Output every row below verbatim, keeping each line unchanged and in its original order.

━━ Listed records ━━

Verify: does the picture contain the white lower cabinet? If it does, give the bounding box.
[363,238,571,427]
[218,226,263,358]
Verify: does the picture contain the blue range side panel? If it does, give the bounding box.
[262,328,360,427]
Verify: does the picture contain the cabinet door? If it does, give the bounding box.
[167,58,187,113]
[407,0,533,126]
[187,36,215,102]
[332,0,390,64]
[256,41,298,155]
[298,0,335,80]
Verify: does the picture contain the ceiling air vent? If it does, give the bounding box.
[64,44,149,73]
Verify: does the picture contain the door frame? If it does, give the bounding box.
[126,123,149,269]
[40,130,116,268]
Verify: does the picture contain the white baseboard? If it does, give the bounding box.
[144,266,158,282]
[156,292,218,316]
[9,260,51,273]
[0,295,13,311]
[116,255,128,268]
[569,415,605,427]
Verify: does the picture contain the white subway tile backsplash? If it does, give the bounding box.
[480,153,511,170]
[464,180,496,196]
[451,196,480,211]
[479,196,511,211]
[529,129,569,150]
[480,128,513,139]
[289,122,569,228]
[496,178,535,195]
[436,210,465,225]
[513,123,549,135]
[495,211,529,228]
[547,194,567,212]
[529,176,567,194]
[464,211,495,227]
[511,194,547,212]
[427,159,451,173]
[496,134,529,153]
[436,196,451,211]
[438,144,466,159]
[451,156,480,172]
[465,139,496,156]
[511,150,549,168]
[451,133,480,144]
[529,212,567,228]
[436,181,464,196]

━━━

#### [Exercise response]
Verify: does the picture contain the white lower cabinet? If it does, give the bounding box.
[363,238,571,427]
[218,226,263,358]
Verify: does the picture contain the blue range side panel? If it does, give the bounding box.
[262,328,360,427]
Verify: does the picture contain the cabinet door? If it does, give the bounding box.
[167,58,187,113]
[407,0,533,126]
[187,36,215,102]
[332,0,390,64]
[256,41,298,155]
[298,0,335,80]
Verify: does the picture contain the ceiling air vent? If it does, give the bounding box.
[64,44,149,73]
Verify: does the picture contain the door frame? If it does, give the bounding box.
[126,123,149,269]
[40,130,116,268]
Verify: does the picture contain the white baseboard? If it does, give the bounding box.
[144,266,158,282]
[156,292,218,316]
[9,260,51,273]
[0,295,13,311]
[116,255,128,268]
[569,415,605,427]
Verify: does the picture contain the white subway tile backsplash? If it does, give the bounding box.
[480,153,511,170]
[464,180,496,196]
[451,196,480,211]
[479,196,511,211]
[529,129,569,150]
[480,128,513,139]
[289,122,569,228]
[496,178,535,195]
[436,210,465,225]
[513,123,549,135]
[495,211,529,228]
[547,194,567,212]
[529,176,567,194]
[464,211,495,227]
[511,194,547,212]
[427,159,451,173]
[496,134,529,153]
[436,196,451,211]
[438,144,466,159]
[451,156,480,172]
[465,139,496,156]
[511,150,549,168]
[451,133,480,144]
[529,212,567,228]
[436,181,464,196]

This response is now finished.